The global law firm, Linklaters has launched a report produced in conjunction with the International Regulatory Strategy Group, a practitioner-led body comprising leading UK-based figures from the financial and professional services industry, co-sponsored by The City UK and the City of London Corporation.
The report: The Great Repeal Bill: Domesticating EU Law seeks to address the issues raised in the United Kingdom government’s recent White Paper on the “Great Repeal Bill” (see my earlier post: The process for the Great Repeal Bill starts…).
The report proposes a simple and efficient approach to the adoption and adaptation of EU and EU-derived law, saving UK businesses and government time, money and resources with a key recommendation for setting continuity, certainty, timeliness, simplicity and consistency as the overarching objective for the Great Repeal Bill & for the establishment of a statutory advisory body, under parliamentary supervision, able to give guidance on issues of construction and application if ambiguities arise.
The proposed process is supported through eight guiding principles to be followed in the adaptation and interpretation of the domesticated law.
The basis for the EU acquis and implementing legislation will continue to apply, as UK law, as they stand at the exit date with relevant domestic policy changes and exclusions.
UK law rights and obligations will continue on exit day
(subject to policy change or exclusion) together with the EU acquis and implementing legislation will come with its history.
The territorial scope of the domesticated acquis
will generally be limited to the UK with the UK courts to take a purposive approach to interpreting the acquis, implementing legislation and the Great Repeal Bill.
Finally, the UK Government will provide guidance and consultations.
Supporting the eight Principles are Five Rules for the statutory Interpretation for EU and EU-derived law which it is suggested deal with most of the corrections needed without using ‘Henry VIII’ powers that the UK Government have had problems with in the case of R(Gina Miller and others) v The Secretary of State for Exiting the European Union
References in any UK or EU legislation and regulation to other EU legislation, law or acts after the exit date shall be to the relevant legislation, law or act under the authority of Parliament or relevant devolved assembly.

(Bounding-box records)
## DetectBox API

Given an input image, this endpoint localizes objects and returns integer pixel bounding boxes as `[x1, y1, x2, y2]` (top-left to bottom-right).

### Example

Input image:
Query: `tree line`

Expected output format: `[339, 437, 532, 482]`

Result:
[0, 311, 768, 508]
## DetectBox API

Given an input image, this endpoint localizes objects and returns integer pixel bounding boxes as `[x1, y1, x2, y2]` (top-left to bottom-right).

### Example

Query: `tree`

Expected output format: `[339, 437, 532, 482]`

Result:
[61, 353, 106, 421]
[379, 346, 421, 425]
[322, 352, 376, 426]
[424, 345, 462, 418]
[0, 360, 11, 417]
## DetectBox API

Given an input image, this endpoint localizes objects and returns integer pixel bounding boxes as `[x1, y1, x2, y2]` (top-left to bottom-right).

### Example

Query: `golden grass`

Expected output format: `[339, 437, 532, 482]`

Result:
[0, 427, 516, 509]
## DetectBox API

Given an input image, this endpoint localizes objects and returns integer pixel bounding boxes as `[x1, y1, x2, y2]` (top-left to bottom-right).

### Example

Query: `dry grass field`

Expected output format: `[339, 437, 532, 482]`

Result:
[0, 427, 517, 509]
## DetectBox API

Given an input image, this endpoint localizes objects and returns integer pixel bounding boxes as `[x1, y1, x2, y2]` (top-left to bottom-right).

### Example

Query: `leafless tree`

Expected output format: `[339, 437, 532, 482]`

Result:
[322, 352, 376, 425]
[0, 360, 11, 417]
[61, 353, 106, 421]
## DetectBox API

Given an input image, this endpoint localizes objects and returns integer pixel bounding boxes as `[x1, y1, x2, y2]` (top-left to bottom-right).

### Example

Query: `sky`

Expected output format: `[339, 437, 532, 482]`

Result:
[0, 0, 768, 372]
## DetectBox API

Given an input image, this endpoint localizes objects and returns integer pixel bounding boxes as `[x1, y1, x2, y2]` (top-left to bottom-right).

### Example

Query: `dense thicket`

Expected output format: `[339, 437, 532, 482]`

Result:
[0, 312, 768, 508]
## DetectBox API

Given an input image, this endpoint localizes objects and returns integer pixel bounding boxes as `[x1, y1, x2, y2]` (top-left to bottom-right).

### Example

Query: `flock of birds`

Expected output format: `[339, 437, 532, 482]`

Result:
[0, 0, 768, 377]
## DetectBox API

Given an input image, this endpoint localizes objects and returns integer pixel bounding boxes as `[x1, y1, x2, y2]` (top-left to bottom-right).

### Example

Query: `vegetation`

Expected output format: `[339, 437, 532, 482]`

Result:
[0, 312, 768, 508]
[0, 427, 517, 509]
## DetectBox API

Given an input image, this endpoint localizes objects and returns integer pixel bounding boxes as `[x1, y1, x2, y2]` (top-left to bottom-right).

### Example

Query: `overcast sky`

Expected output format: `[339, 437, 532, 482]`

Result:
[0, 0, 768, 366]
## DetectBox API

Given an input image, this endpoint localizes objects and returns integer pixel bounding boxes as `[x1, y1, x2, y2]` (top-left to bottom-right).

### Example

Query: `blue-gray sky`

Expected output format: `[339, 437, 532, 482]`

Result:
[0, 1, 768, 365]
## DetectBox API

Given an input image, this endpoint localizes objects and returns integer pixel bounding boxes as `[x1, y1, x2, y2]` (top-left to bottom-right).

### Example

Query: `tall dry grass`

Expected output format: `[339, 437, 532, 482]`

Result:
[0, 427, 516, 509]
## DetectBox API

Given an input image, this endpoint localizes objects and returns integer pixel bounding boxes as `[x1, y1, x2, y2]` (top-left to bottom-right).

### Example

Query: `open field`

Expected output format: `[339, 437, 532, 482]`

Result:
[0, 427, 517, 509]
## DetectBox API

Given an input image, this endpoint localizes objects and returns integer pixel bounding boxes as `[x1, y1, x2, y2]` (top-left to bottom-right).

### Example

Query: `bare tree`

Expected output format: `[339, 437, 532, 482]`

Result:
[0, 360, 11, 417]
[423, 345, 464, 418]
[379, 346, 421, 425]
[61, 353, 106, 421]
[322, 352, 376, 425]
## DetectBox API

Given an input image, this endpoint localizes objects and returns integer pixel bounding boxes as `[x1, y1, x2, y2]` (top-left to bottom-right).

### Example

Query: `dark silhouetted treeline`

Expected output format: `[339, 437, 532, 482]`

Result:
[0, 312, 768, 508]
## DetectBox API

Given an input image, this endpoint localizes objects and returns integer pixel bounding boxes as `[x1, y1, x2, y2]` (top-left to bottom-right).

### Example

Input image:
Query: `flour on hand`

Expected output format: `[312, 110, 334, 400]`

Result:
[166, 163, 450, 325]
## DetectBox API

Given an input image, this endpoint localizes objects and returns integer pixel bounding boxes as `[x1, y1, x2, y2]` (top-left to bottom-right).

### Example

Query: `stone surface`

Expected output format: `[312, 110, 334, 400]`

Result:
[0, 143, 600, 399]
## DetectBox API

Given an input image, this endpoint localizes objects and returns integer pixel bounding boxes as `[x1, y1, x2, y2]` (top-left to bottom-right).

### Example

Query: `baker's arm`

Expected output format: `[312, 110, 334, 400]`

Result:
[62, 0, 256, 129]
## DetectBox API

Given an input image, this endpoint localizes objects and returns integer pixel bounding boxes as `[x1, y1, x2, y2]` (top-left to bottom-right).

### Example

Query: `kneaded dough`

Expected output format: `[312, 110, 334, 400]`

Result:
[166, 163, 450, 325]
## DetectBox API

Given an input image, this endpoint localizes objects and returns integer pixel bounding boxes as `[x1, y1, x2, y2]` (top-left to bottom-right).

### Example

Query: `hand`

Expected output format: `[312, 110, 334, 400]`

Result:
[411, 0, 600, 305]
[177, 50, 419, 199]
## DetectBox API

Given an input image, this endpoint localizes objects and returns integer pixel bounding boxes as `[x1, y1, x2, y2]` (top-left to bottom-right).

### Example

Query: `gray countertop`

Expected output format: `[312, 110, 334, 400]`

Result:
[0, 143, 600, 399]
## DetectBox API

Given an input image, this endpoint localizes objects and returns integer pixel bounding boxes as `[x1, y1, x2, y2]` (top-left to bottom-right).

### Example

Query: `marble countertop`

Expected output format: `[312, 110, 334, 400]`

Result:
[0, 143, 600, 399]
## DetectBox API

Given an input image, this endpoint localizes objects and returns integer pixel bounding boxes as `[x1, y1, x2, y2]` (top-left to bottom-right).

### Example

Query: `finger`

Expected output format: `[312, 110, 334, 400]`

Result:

== PROBLEM TO SOLVE ==
Answer these questions using the passage on the Great Repeal Bill report:
(a) Which body did Linklaters produce the report with?
(b) How many guiding principles support the proposed process?
(c) To what will the territorial scope of the domesticated acquis generally be limited?

== WRITTEN REPLY ==
(a) The International Regulatory Strategy Group
(b) Eight
(c) The UK